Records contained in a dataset
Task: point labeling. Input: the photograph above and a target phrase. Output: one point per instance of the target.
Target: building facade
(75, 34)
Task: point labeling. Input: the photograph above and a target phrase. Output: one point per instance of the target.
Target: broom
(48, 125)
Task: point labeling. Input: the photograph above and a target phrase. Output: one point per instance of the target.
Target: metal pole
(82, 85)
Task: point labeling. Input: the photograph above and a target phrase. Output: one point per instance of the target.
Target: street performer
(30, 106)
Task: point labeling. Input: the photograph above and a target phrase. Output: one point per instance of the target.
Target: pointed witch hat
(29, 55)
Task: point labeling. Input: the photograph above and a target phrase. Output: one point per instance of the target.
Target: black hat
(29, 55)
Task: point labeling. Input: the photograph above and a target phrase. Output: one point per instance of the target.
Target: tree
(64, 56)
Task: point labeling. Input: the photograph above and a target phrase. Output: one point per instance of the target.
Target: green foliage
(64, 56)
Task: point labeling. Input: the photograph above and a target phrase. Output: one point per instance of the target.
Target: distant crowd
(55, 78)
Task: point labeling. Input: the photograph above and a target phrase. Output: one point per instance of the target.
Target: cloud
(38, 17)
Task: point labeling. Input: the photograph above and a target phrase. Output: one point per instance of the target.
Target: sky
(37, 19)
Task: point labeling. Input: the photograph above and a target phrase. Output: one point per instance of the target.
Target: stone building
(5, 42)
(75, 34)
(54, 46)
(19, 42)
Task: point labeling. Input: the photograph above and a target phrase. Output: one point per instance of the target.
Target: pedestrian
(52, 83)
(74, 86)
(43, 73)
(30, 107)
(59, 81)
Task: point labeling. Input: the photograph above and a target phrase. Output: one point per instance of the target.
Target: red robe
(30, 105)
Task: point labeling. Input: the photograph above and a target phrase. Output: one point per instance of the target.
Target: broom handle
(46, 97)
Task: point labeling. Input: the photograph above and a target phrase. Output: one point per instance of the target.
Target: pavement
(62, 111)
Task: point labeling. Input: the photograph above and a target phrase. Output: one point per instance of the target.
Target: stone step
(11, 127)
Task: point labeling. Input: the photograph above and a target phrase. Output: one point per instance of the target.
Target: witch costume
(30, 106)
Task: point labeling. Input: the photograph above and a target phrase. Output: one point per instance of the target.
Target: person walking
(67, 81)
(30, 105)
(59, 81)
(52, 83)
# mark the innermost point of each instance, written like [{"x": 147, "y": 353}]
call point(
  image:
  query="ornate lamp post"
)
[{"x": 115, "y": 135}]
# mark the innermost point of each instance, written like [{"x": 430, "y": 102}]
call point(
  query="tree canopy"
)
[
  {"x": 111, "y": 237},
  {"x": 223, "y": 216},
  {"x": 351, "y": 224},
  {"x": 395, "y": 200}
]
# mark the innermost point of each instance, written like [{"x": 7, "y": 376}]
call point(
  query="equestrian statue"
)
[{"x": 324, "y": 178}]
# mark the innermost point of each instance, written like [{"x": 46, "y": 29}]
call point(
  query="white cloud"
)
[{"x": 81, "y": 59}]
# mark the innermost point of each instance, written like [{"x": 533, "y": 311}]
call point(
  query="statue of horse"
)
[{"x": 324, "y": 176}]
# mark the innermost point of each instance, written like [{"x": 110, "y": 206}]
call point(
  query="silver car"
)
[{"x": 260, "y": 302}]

*What this task involves:* Determine how many lines in the entries above contain the word "query", and respond with the number alone.

*Final answer:* 6